[Short problem a] Pull out every line of the records that contains the string "river", matching case exactly.

Uncle Monster wrote:
On Friday, October 16, 2015 at 8:09:12 PM UTC-5, Gz wrote:
Oren wrote:
On Fri, 16 Oct 2015 14:46:15 -0400, wrote:

Mine hasn't failed for AC. I think it is inside the disconnect box (I
can check). Not much rain in the desert -- 4" per year.

I do plan to use a Square whole house SPD in the breaker panel
(round-to-it).

Installed one in my brand new panel last week.

Not an expert, but I guess lightning killed an electronic board for
my washer or it was a surge spike? TV was protected during the same
storm, no problem.


Don't know. In my case of original supressor exploding, it could have been
my house that induced the surge. Storm day, lights were dimming and cutting
on and off. Air conditioner might have been running. Supressor attached to
air conditioner breaker. Breaker shut off during supressor explosion. No
other outlet oppressors affected, and I had at least 4 attached around the
house.

[Information given]
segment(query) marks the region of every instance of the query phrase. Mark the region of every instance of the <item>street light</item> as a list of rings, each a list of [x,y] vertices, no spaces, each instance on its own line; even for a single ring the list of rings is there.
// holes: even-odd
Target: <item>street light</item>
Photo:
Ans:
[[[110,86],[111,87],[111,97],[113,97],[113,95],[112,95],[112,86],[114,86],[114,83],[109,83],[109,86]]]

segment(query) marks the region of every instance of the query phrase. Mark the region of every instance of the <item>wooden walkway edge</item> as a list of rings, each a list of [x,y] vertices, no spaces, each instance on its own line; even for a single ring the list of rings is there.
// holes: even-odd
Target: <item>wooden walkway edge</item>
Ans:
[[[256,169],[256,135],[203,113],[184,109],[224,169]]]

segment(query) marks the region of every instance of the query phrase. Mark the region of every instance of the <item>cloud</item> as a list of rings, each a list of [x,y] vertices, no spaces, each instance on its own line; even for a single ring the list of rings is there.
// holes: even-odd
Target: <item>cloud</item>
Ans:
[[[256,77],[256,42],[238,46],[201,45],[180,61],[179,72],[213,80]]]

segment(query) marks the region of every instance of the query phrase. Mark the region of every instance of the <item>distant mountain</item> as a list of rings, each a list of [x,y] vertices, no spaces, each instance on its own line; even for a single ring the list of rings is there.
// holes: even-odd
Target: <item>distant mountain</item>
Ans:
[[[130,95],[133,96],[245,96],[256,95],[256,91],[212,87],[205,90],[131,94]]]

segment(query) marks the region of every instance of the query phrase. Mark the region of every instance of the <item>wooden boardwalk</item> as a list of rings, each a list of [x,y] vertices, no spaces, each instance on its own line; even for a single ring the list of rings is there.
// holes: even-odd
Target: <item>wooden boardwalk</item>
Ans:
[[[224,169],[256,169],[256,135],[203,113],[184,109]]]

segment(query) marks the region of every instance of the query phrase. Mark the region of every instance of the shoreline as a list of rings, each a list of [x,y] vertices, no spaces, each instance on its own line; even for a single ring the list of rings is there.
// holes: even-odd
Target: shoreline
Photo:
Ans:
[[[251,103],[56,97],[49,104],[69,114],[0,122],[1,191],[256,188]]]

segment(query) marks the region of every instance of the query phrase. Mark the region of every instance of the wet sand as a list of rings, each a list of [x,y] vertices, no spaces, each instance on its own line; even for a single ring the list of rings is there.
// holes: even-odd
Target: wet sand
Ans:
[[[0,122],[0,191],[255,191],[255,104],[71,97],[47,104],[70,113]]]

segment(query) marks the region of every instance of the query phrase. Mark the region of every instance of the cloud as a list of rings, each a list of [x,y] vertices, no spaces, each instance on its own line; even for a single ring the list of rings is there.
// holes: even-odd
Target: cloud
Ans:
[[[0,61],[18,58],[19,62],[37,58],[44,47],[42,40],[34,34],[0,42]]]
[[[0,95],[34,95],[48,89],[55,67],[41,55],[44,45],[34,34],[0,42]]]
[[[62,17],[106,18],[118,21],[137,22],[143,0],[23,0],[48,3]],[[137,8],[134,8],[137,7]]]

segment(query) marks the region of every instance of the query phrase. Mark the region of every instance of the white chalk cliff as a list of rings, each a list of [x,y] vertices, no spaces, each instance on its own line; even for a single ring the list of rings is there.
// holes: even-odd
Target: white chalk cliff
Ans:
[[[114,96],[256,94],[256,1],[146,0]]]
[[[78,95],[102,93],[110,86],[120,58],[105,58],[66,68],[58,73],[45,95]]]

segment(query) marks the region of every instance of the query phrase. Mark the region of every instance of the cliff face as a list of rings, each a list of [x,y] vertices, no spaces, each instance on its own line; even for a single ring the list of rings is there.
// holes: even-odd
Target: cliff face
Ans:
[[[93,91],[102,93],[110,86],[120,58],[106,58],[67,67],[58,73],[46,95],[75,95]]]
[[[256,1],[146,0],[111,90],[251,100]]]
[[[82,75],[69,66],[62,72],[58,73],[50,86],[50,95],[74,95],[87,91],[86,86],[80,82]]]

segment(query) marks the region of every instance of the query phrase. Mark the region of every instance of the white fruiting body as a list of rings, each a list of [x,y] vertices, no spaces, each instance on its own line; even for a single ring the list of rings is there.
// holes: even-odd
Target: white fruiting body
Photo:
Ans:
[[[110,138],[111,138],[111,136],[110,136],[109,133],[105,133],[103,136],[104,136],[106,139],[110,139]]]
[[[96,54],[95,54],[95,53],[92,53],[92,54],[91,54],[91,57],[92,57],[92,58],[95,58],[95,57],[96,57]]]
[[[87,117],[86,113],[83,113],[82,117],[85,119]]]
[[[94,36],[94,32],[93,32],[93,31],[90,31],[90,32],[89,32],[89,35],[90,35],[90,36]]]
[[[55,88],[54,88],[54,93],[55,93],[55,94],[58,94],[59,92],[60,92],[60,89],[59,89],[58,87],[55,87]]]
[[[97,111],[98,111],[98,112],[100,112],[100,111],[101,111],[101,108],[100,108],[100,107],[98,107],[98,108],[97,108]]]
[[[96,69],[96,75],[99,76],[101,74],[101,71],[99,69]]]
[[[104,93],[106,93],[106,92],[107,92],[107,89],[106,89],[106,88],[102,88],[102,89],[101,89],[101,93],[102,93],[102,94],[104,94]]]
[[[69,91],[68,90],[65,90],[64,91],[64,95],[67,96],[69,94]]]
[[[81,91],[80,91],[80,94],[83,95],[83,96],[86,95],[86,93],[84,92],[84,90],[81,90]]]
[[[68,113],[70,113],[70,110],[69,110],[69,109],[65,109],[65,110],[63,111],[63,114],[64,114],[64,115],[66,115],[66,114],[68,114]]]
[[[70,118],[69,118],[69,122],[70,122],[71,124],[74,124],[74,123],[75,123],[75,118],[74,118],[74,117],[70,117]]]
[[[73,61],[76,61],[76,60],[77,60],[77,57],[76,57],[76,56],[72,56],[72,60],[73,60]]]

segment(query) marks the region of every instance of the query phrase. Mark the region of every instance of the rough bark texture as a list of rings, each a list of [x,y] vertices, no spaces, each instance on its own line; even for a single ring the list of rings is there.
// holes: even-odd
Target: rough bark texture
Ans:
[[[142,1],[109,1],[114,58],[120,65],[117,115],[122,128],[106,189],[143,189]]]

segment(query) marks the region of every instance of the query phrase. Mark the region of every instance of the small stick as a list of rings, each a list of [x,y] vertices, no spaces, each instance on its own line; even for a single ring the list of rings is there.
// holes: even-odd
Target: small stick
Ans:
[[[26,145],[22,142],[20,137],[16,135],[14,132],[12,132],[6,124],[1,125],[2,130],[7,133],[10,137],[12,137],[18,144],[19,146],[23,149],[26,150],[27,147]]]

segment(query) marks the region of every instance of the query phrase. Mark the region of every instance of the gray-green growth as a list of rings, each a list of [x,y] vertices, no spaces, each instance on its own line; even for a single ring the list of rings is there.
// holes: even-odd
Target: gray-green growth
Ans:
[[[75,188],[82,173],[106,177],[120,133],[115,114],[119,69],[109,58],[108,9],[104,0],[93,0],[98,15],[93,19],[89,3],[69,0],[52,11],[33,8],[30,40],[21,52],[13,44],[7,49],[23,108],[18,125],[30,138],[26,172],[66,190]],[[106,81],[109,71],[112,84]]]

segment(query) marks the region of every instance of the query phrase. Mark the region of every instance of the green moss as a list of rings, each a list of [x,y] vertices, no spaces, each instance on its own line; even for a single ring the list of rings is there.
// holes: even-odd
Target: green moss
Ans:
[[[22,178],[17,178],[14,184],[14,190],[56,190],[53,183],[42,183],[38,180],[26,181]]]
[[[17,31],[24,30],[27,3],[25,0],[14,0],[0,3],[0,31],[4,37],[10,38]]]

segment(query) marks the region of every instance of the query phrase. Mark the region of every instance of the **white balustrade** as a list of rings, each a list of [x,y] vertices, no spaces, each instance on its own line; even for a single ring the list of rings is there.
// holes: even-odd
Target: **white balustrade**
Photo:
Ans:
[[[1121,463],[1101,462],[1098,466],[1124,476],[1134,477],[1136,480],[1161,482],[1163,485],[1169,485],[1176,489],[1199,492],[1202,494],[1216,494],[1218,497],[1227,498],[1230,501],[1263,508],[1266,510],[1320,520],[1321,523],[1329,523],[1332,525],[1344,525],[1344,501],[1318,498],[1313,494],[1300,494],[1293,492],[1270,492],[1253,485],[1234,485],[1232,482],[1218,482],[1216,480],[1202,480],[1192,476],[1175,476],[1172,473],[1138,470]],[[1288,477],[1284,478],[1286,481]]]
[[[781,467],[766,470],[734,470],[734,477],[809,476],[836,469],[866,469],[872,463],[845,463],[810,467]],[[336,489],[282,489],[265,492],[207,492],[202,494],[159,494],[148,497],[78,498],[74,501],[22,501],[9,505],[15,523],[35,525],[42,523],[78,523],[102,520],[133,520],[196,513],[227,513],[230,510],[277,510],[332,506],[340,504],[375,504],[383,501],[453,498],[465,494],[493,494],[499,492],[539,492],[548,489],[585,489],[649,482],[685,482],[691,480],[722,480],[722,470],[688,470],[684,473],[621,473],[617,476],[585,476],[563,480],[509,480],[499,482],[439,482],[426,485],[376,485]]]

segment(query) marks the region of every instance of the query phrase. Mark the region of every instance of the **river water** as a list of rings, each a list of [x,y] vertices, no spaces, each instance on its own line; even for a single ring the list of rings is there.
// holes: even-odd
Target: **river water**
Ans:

[Short problem b] Retype the whole email thread about surge suppressors exactly, line for line.

[Exercise answer a]
segment(query) marks the region of every instance of the query phrase. Mark the region of every instance of the **river water** as a list of rings, each a list of [x,y] vertices, no spaces, each instance on its own line; even for a single ring the list of rings is there.
Target: **river water**

[Exercise answer b]
Uncle Monster wrote:
On Friday, October 16, 2015 at 8:09:12 PM UTC-5, Gz wrote:
Oren wrote:
On Fri, 16 Oct 2015 14:46:15 -0400, wrote:

Mine hasn't failed for AC. I think it is inside the disconnect box (I
can check). Not much rain in the desert -- 4" per year.

I do plan to use a Square whole house SPD in the breaker panel
(round-to-it).

Installed one in my brand new panel last week.

Not an expert, but I guess lightning killed an electronic board for
my washer or it was a surge spike? TV was protected during the same
storm, no problem.


Don't know. In my case of original supressor exploding, it could have been
my house that induced the surge. Storm day, lights were dimming and cutting
on and off. Air conditioner might have been running. Supressor attached to
air conditioner breaker. Breaker shut off during supressor explosion. No
other outlet oppressors affected, and I had at least 4 attached around the
house.